**What is expected**
Echo the rows below exactly, starting at the line that contains "Subject = player's thigh" and ending at the line that contains "xmin=341 ymin=187 xmax=388 ymax=247", with both of those lines included.

_____

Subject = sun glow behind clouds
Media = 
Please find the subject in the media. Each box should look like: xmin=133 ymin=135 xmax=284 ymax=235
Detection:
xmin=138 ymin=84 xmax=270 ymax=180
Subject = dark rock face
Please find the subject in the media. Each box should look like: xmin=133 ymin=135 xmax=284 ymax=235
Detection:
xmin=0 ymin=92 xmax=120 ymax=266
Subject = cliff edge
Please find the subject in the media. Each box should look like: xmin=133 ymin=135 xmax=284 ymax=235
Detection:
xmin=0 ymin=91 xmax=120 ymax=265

_____

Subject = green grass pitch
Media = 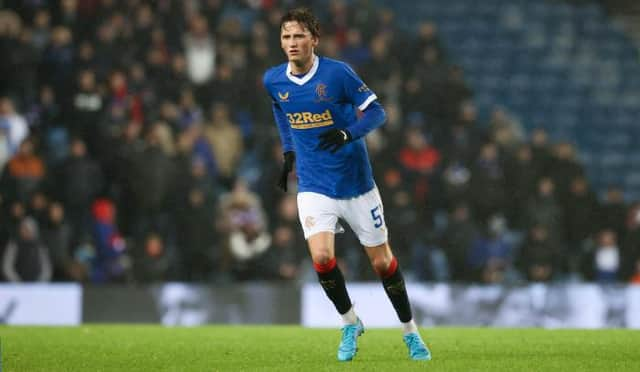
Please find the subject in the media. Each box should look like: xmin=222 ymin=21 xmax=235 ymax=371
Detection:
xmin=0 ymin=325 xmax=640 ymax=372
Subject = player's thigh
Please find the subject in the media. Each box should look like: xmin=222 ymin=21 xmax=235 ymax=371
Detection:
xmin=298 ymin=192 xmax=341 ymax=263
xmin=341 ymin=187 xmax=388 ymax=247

_____

**The output**
Subject = player's thigh
Please find the subject in the media. Each box should look like: xmin=222 ymin=21 xmax=235 ymax=371
Detection:
xmin=298 ymin=192 xmax=341 ymax=263
xmin=341 ymin=187 xmax=388 ymax=247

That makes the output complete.